* **Task statement**
Word for word, restate the lines that run from the line containing "Target: dark blue coat" to the last line of the records below.

Information Start Marker

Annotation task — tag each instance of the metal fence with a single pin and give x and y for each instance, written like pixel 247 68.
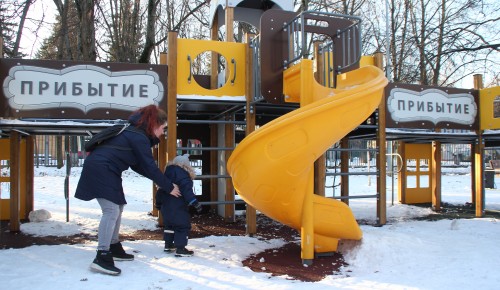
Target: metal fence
pixel 53 151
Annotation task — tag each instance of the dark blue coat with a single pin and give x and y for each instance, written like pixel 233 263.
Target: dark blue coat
pixel 175 210
pixel 102 171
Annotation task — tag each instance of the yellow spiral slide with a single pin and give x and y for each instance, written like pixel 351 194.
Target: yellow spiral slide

Information End Marker

* **Completed task**
Target: dark blue coat
pixel 175 210
pixel 102 171
Annotation task — tag each instance of the yellow spiral slide with a single pin and give x and y for each instance, written like pixel 351 194.
Target: yellow spiral slide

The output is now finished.